Bounding box annotation entries
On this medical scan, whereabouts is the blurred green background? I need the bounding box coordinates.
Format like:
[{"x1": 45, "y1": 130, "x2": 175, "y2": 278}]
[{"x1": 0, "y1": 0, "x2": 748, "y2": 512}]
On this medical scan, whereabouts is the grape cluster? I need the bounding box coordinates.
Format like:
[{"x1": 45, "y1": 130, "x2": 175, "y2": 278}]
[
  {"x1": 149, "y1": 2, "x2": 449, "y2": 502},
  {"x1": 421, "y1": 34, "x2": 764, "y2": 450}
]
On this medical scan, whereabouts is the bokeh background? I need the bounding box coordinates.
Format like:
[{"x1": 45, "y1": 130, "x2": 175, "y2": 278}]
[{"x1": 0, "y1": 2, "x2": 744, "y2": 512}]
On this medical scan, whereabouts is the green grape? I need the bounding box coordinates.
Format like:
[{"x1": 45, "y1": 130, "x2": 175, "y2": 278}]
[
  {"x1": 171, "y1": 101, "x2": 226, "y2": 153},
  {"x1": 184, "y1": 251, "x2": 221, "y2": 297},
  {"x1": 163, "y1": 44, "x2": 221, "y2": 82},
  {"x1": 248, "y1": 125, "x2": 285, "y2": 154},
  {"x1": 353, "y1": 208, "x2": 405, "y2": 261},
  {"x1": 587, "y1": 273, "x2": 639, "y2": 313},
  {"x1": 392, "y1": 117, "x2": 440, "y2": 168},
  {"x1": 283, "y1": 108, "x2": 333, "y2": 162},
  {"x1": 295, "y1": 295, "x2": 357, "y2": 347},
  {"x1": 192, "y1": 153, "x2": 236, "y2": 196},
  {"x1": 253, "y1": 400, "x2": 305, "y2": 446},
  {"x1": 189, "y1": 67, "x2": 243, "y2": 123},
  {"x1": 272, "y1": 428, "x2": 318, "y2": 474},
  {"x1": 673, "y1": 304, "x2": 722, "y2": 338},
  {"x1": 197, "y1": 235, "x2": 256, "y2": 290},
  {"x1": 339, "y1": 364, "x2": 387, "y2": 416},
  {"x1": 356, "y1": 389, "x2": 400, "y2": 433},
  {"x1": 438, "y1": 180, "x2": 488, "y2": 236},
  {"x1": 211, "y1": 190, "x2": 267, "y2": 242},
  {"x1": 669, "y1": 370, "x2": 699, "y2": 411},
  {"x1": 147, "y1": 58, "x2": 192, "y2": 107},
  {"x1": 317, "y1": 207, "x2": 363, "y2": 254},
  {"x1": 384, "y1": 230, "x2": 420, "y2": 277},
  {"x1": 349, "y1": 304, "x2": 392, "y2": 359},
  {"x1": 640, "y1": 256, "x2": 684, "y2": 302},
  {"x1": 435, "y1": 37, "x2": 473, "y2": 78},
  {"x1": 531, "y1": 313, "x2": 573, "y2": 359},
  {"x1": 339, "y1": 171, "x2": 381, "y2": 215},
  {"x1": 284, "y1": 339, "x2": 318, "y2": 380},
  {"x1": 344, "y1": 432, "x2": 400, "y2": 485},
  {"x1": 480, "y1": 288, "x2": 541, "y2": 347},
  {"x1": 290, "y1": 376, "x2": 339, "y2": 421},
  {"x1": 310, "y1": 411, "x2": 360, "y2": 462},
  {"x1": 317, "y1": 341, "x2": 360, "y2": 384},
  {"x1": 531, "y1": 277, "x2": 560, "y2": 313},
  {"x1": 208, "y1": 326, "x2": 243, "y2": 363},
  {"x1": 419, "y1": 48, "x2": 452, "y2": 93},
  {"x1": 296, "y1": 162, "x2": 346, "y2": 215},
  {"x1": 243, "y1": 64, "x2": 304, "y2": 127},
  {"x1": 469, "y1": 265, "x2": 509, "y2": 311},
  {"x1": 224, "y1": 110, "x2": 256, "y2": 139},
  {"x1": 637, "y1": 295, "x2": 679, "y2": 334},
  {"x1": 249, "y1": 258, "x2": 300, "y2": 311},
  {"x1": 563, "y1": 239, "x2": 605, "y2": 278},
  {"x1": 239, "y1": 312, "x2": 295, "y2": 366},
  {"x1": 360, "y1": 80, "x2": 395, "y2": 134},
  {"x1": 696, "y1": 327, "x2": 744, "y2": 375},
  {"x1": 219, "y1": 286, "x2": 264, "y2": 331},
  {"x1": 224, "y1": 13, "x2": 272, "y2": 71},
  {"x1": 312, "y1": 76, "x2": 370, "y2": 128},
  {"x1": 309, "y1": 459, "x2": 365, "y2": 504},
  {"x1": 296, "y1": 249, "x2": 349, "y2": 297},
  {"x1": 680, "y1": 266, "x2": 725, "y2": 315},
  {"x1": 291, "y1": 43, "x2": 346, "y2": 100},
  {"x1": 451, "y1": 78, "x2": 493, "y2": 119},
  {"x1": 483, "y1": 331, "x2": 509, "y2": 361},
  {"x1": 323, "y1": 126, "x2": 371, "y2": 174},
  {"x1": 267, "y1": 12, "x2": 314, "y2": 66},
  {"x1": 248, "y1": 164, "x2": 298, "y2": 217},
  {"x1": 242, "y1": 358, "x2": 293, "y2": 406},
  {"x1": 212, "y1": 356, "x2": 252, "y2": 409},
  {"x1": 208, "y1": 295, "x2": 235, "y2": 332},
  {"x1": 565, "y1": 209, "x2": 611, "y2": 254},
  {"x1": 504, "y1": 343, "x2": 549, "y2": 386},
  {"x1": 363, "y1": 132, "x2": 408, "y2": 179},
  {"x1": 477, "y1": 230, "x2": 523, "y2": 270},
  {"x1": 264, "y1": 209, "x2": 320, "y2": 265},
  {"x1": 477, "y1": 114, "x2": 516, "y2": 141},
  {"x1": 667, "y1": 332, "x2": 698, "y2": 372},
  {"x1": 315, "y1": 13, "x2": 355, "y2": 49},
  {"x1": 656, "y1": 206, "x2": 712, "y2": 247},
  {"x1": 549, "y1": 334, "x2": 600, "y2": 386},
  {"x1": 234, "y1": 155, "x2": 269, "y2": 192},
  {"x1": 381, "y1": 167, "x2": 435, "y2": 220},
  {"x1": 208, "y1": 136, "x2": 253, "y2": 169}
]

> **Task details**
Select each line above that contains the word "background", treating uppercase and lowercase as different, and copy those lines.

> **Solution to this problem**
On this medical scan, whereabouts is the blurred green background? I need the bounding box coordinates.
On this medical scan, whereabouts is the bokeh background? I need the bounding box coordinates.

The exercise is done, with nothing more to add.